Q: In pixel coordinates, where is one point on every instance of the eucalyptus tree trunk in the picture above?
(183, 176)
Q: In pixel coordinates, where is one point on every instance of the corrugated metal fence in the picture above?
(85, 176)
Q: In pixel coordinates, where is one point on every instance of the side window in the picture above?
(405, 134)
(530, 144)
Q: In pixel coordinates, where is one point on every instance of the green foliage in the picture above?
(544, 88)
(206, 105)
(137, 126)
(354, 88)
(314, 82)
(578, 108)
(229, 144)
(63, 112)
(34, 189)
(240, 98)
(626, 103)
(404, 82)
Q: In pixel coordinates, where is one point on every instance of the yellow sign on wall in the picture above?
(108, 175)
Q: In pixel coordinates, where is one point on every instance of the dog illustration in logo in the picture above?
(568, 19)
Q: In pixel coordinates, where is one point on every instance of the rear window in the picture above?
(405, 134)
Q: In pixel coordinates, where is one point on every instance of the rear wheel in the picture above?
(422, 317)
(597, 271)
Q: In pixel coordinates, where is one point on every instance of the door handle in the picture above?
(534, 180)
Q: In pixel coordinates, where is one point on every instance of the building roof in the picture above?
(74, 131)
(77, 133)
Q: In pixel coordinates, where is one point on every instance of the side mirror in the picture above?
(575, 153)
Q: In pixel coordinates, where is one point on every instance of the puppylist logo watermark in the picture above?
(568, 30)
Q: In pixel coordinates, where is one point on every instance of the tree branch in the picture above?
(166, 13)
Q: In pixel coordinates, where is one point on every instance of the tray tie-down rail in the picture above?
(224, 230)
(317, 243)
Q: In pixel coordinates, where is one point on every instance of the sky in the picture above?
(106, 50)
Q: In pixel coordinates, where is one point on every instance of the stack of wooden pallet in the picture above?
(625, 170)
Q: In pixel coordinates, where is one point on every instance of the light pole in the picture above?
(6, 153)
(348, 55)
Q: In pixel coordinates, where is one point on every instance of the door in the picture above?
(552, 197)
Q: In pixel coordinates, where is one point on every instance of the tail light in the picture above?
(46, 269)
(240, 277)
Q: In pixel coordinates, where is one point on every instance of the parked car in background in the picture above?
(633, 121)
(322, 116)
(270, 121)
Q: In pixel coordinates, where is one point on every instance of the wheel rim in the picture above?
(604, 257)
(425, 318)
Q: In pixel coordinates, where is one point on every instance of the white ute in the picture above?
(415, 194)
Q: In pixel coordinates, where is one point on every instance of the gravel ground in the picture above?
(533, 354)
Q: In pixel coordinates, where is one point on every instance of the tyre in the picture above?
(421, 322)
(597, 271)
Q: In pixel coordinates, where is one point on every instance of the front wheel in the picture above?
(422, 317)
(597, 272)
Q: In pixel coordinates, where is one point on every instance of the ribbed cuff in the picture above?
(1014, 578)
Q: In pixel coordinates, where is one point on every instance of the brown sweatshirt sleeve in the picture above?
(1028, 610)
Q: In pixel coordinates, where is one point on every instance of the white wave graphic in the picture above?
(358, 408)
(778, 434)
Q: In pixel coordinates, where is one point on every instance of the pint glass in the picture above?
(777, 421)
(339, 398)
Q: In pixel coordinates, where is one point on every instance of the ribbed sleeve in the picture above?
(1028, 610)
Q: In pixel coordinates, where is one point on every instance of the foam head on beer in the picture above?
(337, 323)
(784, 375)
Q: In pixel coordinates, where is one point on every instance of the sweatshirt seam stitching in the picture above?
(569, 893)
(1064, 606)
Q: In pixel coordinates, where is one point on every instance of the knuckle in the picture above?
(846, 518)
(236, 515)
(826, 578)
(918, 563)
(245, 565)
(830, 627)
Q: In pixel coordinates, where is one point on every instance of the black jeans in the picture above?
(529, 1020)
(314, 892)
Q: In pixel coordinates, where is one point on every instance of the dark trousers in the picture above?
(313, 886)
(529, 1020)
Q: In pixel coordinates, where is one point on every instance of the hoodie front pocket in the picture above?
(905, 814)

### [Task requirements]
Output the records above in full, with nothing altered.

### [Solution to the problem]
Q: In pixel coordinates, where is one point on every instance of the eucalyptus tree trunk in the picture above?
(183, 176)
Q: In pixel coordinates, where is one point on every instance of the corrugated metal fence in the picture above?
(85, 176)
Q: In pixel coordinates, where is one point on every instance of the side window in the picture above?
(405, 134)
(530, 144)
Q: In pixel coordinates, where is one point on every instance of the green foliage in the picture above?
(544, 88)
(206, 105)
(137, 126)
(354, 88)
(314, 82)
(578, 108)
(229, 144)
(63, 112)
(34, 189)
(240, 98)
(626, 103)
(404, 82)
Q: In pixel coordinates, where is one point on every instance of the yellow sign on wall in the picture above?
(108, 175)
Q: In pixel coordinates, where is one point on every instance of the dog illustration in logo in the picture above?
(568, 19)
Q: In pixel coordinates, where is one point on every instance of the rear window in the picture above?
(405, 134)
Q: In pixel coordinates, where is one point on every instance of the rear wheel in the picture above?
(422, 317)
(597, 271)
Q: In pixel coordinates, where is one point on every instance of the door handle in the picture above?
(534, 180)
Q: In pixel coordinates, where is one point on every instance of the building roof in the picture above?
(74, 131)
(77, 133)
Q: In pixel coordinates, where is one point on every instance of the side mirror in the picture above?
(575, 153)
Q: In pixel coordinates, where is one point on every instance of the puppylist logo watermark in the picture above?
(568, 30)
Q: In pixel coordinates, where is one point on every instance of the tree branch in the picture above?
(166, 13)
Q: In pixel coordinates, where is one point on every instance of the tray tie-down rail in the picture above?
(224, 230)
(317, 243)
Q: In pixel coordinates, where is one point on every instance of the sky in the picture above?
(106, 50)
Q: In pixel coordinates, where is one point on every instance of the stack of wooden pallet in the picture above?
(625, 170)
Q: In pixel coordinates, where is one point on every instance of the light pole in the picture above?
(6, 153)
(348, 55)
Q: In pixel coordinates, where is one point on every instance of the door in the picture above?
(552, 197)
Q: In pixel coordinates, where is one point on every instance of the tail light in the picture above?
(46, 269)
(240, 277)
Q: In pixel coordinates, where is one point on every instance of the parked car in background in the picture above?
(633, 121)
(322, 116)
(270, 121)
Q: In pixel coordinates, where is one point on every instance of the wheel rim in the picture above?
(604, 257)
(425, 318)
Q: In pixel coordinates, where is one point on every instance of the white ute in the picture above?
(415, 194)
Q: In pixel coordinates, where is one point on every instance of the gravel ground in the picture above?
(533, 354)
Q: In pixel coordinates, where is one point on every instance of the tyre in the picture above?
(421, 322)
(597, 271)
Q: In pixel coordinates, where is one point on every instance of the front wheel in the picture above?
(422, 317)
(597, 272)
Q: In pixel coordinates, where is one point on every instance of the ribbed cuff in the picture above?
(1014, 578)
Q: In pixel coordinates, where is one point on every instance of the brown sweatshirt sleeve in the picture above?
(1028, 610)
Q: In pixel coordinates, where is one point on every instance of the white wave graphic in the picture above?
(358, 408)
(778, 434)
Q: In pixel coordinates, where is one point on every instance of the pint glass in the picture above?
(777, 421)
(339, 398)
Q: In pixel coordinates, where is one point on every instance of the ribbed sleeve in the picture above?
(1028, 610)
Q: In pixel coordinates, where is one point on every instance of the foam head on beer in the picture above?
(337, 323)
(784, 375)
Q: In pixel coordinates, where is one point on every instance of the sweatshirt seam stitching in the picture above?
(569, 893)
(1064, 606)
Q: In pixel coordinates, where is one point on every instance of the knuckle in the picture above?
(846, 518)
(236, 515)
(826, 578)
(918, 563)
(245, 565)
(830, 627)
Q: In pixel coordinates, where is one point on every instance of the black jeans in the picture above?
(529, 1020)
(314, 892)
Q: In pixel coordinates, where is one point on every instance of the dark trousers in the picture above?
(313, 886)
(529, 1020)
Q: In pixel coordinates, where is one point on every instance of the hoodie front pocket in the picture above?
(905, 814)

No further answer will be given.